= International Plus, Advanced & Challenge Square Dance Convention =

The international Plus, Advanced & Challenge Square Dance Convention, also known as iPAC, is an international square dance event that has been taking place every two years in Barmstedt, Germany, since 1993. It is usually held in the middle of July, at the first weekend of the school holidays in the German Bundesland of Schleswig-Holstein. Square dance events begin a few days before the official beginning of the Convention with the C1 and Plus programs – the so-called "Trail-End" dances. The convention offers all square dance programs from Plus to C4.

iPAC is the largest European event of its kind. Germany, Sweden, Denmark, and Great Britain are particularly well represented, but participants come from many countries, including France, the Czech Republic, Belgium, the Netherlands, Switzerland, Austria, Finland, the United States, Canada, Russia and Japan. The callers are equally international.

Collection entries:

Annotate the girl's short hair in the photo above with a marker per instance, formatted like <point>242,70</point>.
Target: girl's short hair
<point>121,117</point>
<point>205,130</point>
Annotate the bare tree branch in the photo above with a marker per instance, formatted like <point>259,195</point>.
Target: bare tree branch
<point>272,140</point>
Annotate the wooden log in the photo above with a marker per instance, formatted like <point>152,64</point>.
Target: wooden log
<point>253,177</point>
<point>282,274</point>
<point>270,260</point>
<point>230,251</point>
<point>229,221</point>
...
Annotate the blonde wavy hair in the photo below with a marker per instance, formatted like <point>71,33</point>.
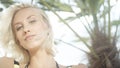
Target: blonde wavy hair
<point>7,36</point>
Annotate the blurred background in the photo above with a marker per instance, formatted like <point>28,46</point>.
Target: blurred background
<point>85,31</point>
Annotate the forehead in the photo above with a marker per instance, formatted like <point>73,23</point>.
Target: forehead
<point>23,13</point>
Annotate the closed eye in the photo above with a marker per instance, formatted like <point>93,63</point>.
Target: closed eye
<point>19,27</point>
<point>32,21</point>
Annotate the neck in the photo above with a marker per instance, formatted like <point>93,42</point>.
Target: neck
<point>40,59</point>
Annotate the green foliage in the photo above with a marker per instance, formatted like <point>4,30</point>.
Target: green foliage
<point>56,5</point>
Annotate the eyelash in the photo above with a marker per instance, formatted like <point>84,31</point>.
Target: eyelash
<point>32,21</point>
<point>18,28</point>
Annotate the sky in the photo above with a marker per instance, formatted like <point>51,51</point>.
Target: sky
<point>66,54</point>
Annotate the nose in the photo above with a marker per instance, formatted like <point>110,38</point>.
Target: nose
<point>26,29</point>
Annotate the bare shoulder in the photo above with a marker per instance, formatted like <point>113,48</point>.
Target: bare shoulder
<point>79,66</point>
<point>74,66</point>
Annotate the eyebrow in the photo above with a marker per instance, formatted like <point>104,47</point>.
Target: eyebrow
--
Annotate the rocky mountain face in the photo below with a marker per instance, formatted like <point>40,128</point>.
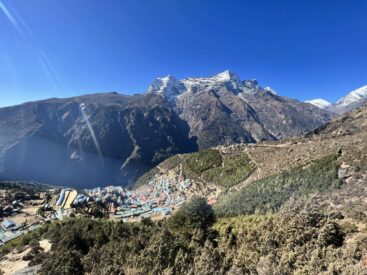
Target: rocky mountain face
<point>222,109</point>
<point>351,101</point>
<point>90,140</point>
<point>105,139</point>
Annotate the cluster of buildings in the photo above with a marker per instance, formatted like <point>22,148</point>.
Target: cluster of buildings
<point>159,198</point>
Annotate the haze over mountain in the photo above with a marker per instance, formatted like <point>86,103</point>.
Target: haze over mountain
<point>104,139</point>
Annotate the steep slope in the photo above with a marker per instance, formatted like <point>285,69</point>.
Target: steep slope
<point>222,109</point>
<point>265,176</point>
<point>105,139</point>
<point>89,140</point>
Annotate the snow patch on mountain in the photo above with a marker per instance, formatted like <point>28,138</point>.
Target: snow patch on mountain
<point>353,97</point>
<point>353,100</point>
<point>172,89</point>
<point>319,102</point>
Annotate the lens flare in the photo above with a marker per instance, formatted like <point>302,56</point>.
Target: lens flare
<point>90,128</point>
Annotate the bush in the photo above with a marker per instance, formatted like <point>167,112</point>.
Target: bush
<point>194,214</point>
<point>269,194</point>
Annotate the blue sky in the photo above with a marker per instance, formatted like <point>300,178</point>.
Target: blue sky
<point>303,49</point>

**Tasks to complete**
**A)** Decide whether each statement agrees with the iPAC text above, answering yes or no and quoting the words of the text that settle it: (i) The convention has been held every two years in Barmstedt since 1993. (ii) The convention offers square dance programs from Plus to C3. (iii) iPAC is the largest European event of its kind.
**B)** Using the iPAC text above, answer these questions:
(i) In what part of which month is the convention usually held?
(ii) Which programs are danced in the "Trail-End" dances?
(iii) Which four countries are particularly well represented?
**C)** Quote the part of the iPAC text above that opens with the words containing "iPAC is the" and closes with "are equally international.".

**Answers to the problems**
**A)**
(i) Yes: "has been taking place every two years in Barmstedt, Germany, since 1993"
(ii) No: "The convention offers all square dance programs from Plus to C4."
(iii) Yes: "iPAC is the largest European event of its kind."

**B)**
(i) The middle of July.
(ii) The C1 and Plus programs.
(iii) Germany, Sweden, Denmark, and Great Britain.

**C)**
iPAC is the largest European event of its kind. Germany, Sweden, Denmark, and Great Britain are particularly well represented, but participants come from many countries, including France, the Czech Republic, Belgium, the Netherlands, Switzerland, Austria, Finland, the United States, Canada, Russia and Japan. The callers are equally international.